A Review of Tear Soup

A Recipe for Healing After Loss

Written by Pat Schwiebert and Chuck DeKlyen
Illustrated by Taylor Bills

Review by Donna Cook

This lovely illustrated children’s book tells the story of Grandy as she moves through the grief process by making a batch of tear soup. Her recipe calls for tears, of course, but there are other ingredients to add too, like “one heart willing to be broken open, a dash of bitters, a bunch of good friends,… many handfuls of comfort food,…and plenty of exercise.” Cooking instructions include the excellent advice to “stir often” but to “cook no longer than you need to.” We watch as Grandy goes through different emotions and experiences, including among other things the loss of interest in activities and the desire to talk to people who understand what she’s going through. It’s a simple yet thorough look at the complicated act of grieving, acknowledging the sad truth that grieving is messy (making tear soup requires an apron) and that soup always takes longer to cook than anyone wants it to.

++++

Written exercise:
Continue the review of Tear Soup from its final sentence.

Labeled region records:

++++

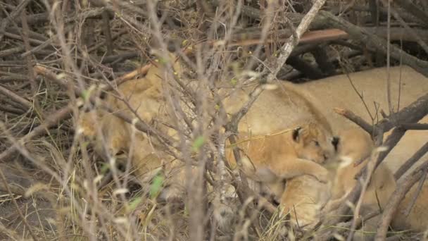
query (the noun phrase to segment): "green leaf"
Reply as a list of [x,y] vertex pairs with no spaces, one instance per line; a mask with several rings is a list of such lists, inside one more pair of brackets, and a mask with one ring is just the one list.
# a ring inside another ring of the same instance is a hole
[[199,150],[199,148],[202,147],[203,143],[205,142],[205,138],[203,136],[200,135],[195,139],[193,142],[193,144],[191,145],[191,149],[194,152],[196,152]]
[[238,80],[237,80],[236,78],[232,78],[232,80],[230,80],[230,83],[232,84],[232,86],[237,85],[237,82],[238,82]]
[[150,187],[150,198],[153,199],[160,192],[160,189],[162,188],[162,185],[163,184],[163,180],[165,178],[161,173],[158,173],[154,178],[153,179],[153,183],[151,183],[151,186]]
[[80,94],[80,95],[82,96],[82,98],[83,98],[83,100],[85,102],[89,99],[89,93],[90,93],[90,92],[89,90],[83,89],[82,91],[82,93]]
[[110,164],[108,163],[103,163],[100,168],[101,173],[106,174],[108,172],[108,170],[110,170]]
[[137,209],[138,204],[139,204],[143,201],[142,197],[137,197],[134,198],[130,204],[127,206],[126,209],[128,212],[132,211]]

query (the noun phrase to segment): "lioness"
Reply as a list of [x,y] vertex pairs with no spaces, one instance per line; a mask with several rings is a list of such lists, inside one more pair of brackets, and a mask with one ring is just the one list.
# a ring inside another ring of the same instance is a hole
[[[367,158],[374,149],[373,141],[367,132],[360,128],[343,130],[339,132],[339,137],[337,154],[341,162],[339,163],[335,181],[332,187],[332,200],[324,210],[326,215],[328,215],[329,211],[346,202],[347,194],[357,184],[355,175],[367,164]],[[361,160],[364,160],[361,164],[356,166],[354,165],[355,162]],[[425,184],[422,187],[415,205],[408,212],[408,216],[406,216],[417,187],[418,185],[415,184],[400,204],[391,223],[393,229],[424,232],[428,228],[428,185]],[[360,214],[365,216],[375,211],[382,213],[396,187],[392,172],[386,163],[381,163],[372,175],[364,194]],[[366,221],[362,230],[370,232],[372,236],[380,217],[378,215]],[[366,236],[370,235],[365,234]],[[364,235],[365,233],[357,233],[355,237],[363,239]]]
[[[336,166],[335,180],[332,188],[332,200],[323,210],[326,216],[346,201],[346,197],[356,185],[355,175],[367,166],[370,156],[374,150],[374,144],[370,136],[360,128],[351,128],[339,132],[337,155],[339,162]],[[360,165],[355,163],[363,161]],[[365,216],[374,211],[382,212],[389,197],[396,189],[394,175],[386,163],[381,163],[372,174],[370,183],[363,199],[360,215]],[[380,216],[366,221],[363,231],[376,230]],[[362,238],[363,233],[358,232],[355,238]]]
[[[379,68],[349,74],[356,90],[362,94],[367,109],[374,118],[374,123],[382,119],[379,113],[380,110],[389,113],[386,70],[386,68]],[[394,111],[408,106],[428,92],[428,78],[413,68],[405,66],[397,66],[390,68],[389,71],[391,104]],[[355,123],[334,113],[334,109],[336,107],[349,109],[369,123],[372,123],[367,110],[346,75],[301,85],[315,98],[322,100],[323,105],[320,106],[320,111],[332,124],[334,132],[356,126]],[[428,116],[425,116],[420,123],[428,123]],[[386,138],[390,132],[386,133],[384,137]],[[394,173],[427,142],[428,130],[408,130],[384,162]],[[425,154],[421,159],[424,160],[427,157],[428,154]]]
[[[236,99],[248,98],[245,90],[234,94],[225,100],[229,109],[236,108]],[[263,92],[239,123],[239,131],[238,146],[246,154],[244,172],[267,185],[277,201],[284,192],[284,179],[308,174],[322,183],[328,180],[327,170],[317,163],[334,152],[331,127],[310,96],[296,85],[284,82]],[[227,156],[234,166],[231,151]]]
[[[173,55],[171,55],[170,59],[175,59]],[[174,62],[173,68],[174,71],[180,75],[181,67],[178,61]],[[163,124],[170,123],[163,93],[163,79],[166,76],[164,73],[163,65],[153,66],[145,78],[120,85],[117,93],[107,93],[105,101],[114,110],[141,118],[146,123],[151,123],[172,135],[175,131]],[[237,90],[237,93],[225,100],[224,106],[228,113],[233,113],[245,103],[248,99],[248,88]],[[277,138],[281,140],[276,146],[269,144],[264,147],[264,153],[272,153],[270,159],[260,159],[261,156],[257,156],[258,151],[251,151],[253,149],[251,145],[248,147],[249,158],[256,163],[261,161],[263,166],[272,168],[275,172],[280,171],[277,172],[279,177],[287,175],[281,172],[290,171],[291,175],[295,175],[294,173],[307,173],[316,176],[320,180],[325,180],[326,173],[315,163],[299,160],[290,165],[292,168],[287,170],[289,160],[294,159],[284,157],[287,154],[289,156],[323,161],[331,156],[334,149],[330,141],[331,128],[326,123],[325,118],[319,114],[306,96],[294,90],[292,85],[288,87],[287,85],[281,85],[277,90],[265,91],[260,94],[239,123],[239,131],[248,133],[248,135],[241,135],[241,137],[246,138],[294,128],[295,131],[292,132],[292,135],[290,132],[278,135]],[[149,138],[144,133],[133,131],[132,125],[105,111],[96,110],[84,113],[80,126],[84,135],[102,137],[97,142],[97,152],[107,154],[111,156],[124,152],[128,156],[130,156],[131,165],[135,169],[135,176],[141,181],[146,181],[147,173],[150,173],[149,177],[153,176],[152,171],[158,170],[160,166],[175,170],[176,167],[181,168],[182,166],[177,160],[172,161],[170,156],[158,149],[159,143],[156,140]],[[96,135],[96,133],[101,135]],[[103,146],[106,148],[103,148]],[[272,152],[270,151],[271,148]],[[163,166],[163,163],[166,165]],[[302,167],[299,167],[300,164]],[[179,176],[183,173],[180,171],[168,173],[178,173]],[[184,186],[181,178],[171,183],[182,187]]]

++++

Task output:
Thoughtful illustrations are comforting and interesting to look at, for readers of all ages. My favorite part about the illustrations is Grandy’s basset hound who faithfully accompanies her through every step of the process. He goes with her everywhere, guards her door when she wants to be alone, and even shares in a helping of good old comfort food.  My children all enjoy the “pots page” where they pick out the size pot their grieving needed that day.

While this thoughtful story about grieving and healing after loss presents as a children’s book, I believe this book is comforting and helpful for people of all ages. When deep loss hits close to home, sometimes, for many adults, reading large amounts of material about grieving can be too much in the beginning. Tear Soup serves as a reminder of what the grieving process is all about, what helps, what doesn’t help, and how long the healing process can sometimes take. I appreciate the gentle messages for adult readers who may be tempted to quick fix their grief by pulling “soup in a can” off the shelf, or avoid their time in the kitchen altogether, which only results in boiled-over soup and a scorched pot.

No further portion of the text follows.